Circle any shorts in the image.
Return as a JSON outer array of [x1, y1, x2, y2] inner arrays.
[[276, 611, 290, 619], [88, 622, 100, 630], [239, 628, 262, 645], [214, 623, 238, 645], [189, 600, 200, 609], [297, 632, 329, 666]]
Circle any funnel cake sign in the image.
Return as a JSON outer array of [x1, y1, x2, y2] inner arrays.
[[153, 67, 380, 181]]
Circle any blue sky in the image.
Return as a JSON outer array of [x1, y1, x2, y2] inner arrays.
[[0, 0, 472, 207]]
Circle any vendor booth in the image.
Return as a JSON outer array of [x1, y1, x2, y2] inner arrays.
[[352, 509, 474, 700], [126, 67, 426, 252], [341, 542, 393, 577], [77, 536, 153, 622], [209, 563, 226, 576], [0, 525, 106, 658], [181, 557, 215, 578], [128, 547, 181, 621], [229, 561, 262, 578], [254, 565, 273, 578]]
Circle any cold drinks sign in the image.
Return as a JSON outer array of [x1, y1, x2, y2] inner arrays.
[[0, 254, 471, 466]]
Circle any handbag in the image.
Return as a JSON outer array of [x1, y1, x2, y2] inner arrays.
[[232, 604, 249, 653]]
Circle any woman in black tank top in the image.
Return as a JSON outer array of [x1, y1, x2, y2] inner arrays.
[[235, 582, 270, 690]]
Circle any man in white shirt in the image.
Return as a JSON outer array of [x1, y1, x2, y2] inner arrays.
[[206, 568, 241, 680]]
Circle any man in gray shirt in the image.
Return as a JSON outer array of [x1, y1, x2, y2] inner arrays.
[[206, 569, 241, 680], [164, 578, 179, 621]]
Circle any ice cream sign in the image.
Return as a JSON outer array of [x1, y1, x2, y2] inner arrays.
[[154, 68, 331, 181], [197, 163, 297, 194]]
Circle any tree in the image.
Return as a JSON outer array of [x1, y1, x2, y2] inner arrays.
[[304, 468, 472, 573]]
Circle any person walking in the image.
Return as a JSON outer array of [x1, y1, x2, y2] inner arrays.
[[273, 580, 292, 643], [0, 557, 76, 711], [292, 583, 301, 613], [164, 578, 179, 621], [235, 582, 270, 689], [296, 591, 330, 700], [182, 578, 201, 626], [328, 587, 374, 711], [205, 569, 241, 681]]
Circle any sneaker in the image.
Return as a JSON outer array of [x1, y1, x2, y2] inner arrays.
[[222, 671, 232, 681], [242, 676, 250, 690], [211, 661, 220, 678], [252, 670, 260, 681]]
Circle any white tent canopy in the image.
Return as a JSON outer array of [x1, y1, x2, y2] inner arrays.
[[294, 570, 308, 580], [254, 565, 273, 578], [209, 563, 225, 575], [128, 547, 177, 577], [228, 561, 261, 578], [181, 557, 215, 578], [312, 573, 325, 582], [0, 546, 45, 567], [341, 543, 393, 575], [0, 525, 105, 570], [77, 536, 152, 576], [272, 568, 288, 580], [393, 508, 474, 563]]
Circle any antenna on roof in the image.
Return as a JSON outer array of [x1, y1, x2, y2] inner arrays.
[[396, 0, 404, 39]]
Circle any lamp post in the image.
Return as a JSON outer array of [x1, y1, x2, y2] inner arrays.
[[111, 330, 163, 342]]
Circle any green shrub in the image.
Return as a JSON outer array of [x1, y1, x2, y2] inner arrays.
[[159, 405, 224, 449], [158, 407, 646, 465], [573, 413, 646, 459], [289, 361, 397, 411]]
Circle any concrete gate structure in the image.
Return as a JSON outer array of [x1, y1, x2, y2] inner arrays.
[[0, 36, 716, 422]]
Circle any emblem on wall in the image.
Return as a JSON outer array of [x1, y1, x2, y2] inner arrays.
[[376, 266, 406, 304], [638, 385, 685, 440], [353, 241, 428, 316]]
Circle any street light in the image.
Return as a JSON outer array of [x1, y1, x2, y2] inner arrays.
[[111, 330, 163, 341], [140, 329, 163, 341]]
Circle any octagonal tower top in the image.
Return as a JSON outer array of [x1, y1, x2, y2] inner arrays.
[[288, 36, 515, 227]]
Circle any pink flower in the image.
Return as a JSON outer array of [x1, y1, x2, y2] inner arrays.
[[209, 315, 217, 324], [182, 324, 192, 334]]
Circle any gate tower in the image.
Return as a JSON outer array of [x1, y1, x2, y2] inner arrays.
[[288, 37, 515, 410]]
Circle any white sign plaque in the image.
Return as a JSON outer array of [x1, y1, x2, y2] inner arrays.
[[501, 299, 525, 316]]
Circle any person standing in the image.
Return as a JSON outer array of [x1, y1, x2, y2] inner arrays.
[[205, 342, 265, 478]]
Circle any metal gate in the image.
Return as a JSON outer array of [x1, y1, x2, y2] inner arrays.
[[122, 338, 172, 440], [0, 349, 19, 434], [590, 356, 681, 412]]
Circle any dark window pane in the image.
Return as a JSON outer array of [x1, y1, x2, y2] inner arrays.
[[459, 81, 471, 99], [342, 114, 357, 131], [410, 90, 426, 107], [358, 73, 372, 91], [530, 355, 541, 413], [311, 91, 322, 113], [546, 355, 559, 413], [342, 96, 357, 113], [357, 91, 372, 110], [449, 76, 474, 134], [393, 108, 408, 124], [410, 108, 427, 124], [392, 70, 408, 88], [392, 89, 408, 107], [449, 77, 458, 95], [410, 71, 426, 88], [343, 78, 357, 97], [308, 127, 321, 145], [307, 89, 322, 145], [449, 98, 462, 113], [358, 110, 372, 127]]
####
> [WORK TO BE COMPLETED]: Whenever a line above contains "person", copy that line.

> [RESPONSE TO THIS TASK]:
Circle any person walking in the image.
Circle any person standing in the image.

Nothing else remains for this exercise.